— CHALLENGE —
Your task is to retype each line of the data below exactly.

— RECORD EXCERPTS —

* * *

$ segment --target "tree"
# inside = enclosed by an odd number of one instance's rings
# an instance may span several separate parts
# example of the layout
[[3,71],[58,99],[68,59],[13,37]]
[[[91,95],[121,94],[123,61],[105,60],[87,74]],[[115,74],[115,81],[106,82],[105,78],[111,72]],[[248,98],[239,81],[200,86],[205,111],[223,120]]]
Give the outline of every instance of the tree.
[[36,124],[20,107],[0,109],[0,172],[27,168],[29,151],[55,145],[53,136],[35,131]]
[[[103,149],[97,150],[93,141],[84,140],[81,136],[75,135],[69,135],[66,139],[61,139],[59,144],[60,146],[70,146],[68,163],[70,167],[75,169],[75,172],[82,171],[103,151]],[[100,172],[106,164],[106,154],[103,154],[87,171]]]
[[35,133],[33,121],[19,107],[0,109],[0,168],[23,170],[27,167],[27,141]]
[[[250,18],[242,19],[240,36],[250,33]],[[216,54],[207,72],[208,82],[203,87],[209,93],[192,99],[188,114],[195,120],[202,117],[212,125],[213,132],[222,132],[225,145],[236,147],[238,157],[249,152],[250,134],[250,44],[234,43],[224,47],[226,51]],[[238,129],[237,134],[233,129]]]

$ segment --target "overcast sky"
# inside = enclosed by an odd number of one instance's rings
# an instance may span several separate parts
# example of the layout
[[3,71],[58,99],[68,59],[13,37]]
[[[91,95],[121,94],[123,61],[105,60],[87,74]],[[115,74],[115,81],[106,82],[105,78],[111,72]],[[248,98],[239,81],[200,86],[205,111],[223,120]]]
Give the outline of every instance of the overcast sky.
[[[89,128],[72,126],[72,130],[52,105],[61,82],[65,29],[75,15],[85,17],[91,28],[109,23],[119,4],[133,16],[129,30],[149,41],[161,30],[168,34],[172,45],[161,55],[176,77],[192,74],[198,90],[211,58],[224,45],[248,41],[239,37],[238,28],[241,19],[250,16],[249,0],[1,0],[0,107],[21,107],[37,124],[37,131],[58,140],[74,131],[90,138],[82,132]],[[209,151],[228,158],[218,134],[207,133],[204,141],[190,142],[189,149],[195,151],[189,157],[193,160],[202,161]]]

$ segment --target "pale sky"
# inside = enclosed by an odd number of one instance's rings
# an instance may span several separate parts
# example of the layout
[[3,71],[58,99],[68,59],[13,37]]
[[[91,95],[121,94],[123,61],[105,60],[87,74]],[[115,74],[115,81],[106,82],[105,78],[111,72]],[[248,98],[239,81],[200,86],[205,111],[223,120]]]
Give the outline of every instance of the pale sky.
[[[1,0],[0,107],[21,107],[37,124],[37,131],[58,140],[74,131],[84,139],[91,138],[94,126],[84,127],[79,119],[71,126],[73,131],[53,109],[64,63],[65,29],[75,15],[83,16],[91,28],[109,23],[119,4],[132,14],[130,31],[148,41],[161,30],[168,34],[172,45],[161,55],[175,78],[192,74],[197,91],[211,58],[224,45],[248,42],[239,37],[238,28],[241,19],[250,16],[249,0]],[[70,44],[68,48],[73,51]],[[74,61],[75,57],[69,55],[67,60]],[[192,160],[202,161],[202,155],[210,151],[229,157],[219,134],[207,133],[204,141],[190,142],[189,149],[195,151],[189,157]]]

* * *

— EXERCISE ANSWER —
$ segment --target "tree"
# inside = enclosed by an odd number of one instance's rings
# an instance may span several separate parts
# example of the layout
[[3,71],[58,99],[68,59],[13,37]]
[[[91,95],[121,94],[123,61],[105,60],[87,74]],[[115,74],[115,81],[106,82],[105,78],[111,72]],[[248,98],[239,81],[200,86],[205,111],[223,120]]]
Give the outline of every instance of the tree.
[[36,124],[20,107],[0,109],[0,172],[27,168],[29,151],[55,145],[53,136],[35,131]]
[[[103,149],[97,150],[93,141],[84,140],[81,136],[75,135],[69,135],[66,139],[61,139],[59,144],[60,146],[70,146],[68,163],[70,167],[75,169],[75,172],[82,171],[103,151]],[[100,172],[106,164],[106,154],[103,154],[87,171]]]
[[35,133],[33,121],[19,107],[0,109],[0,168],[23,170],[27,167],[27,141]]
[[[250,18],[242,19],[240,36],[250,33]],[[216,54],[207,72],[208,82],[203,87],[209,93],[192,99],[188,114],[195,120],[202,117],[212,125],[213,132],[222,132],[225,145],[236,147],[238,157],[249,152],[250,134],[250,44],[234,43],[224,47],[226,51]],[[238,129],[237,134],[233,129]]]

$ segment --target "overcast sky"
# inside = enclosed by an odd number of one instance's rings
# an instance may span several separate parts
# example of the layout
[[3,71],[58,99],[68,59],[13,37]]
[[[91,95],[121,94],[123,61],[105,60],[87,74]],[[115,74],[115,81],[106,82],[105,78],[111,72]],[[248,98],[239,81],[200,86],[205,111],[223,120]]]
Give the outline of every instance of the overcast sky.
[[[89,128],[72,126],[72,130],[52,105],[61,82],[65,29],[75,15],[85,17],[91,28],[109,23],[119,4],[133,16],[129,30],[149,41],[161,30],[168,34],[172,45],[161,55],[176,77],[192,74],[198,90],[211,58],[224,45],[248,41],[239,37],[238,28],[241,19],[250,16],[249,0],[1,0],[0,107],[21,107],[37,124],[37,131],[58,140],[74,131],[90,138],[82,132]],[[209,151],[228,158],[218,134],[207,133],[204,141],[190,142],[189,149],[195,151],[189,157],[193,160],[202,161]]]

$ segment --target "pale sky"
# inside = enclosed by an odd number of one instance's rings
# an instance may span several separate parts
# example of the layout
[[3,71],[58,99],[68,59],[13,37]]
[[[91,95],[121,94],[123,61],[105,60],[87,74]],[[115,74],[115,81],[106,82],[105,78],[111,72]],[[248,98],[239,81],[200,86],[205,111],[223,120]]]
Give the outline of every instance of the pale sky.
[[[1,0],[0,107],[21,107],[37,124],[37,131],[58,140],[74,131],[84,139],[91,138],[94,126],[84,127],[79,119],[71,126],[73,131],[53,109],[64,63],[65,29],[75,15],[83,16],[91,28],[109,23],[119,4],[132,14],[130,31],[148,41],[161,30],[168,34],[172,45],[161,55],[175,78],[192,74],[197,91],[211,58],[224,45],[248,42],[239,37],[238,28],[241,19],[250,16],[249,0]],[[70,44],[68,48],[73,51]],[[74,61],[75,57],[69,55],[67,60]],[[192,160],[202,161],[202,155],[210,151],[229,157],[219,134],[207,133],[204,141],[190,142],[189,149],[195,151],[189,157]]]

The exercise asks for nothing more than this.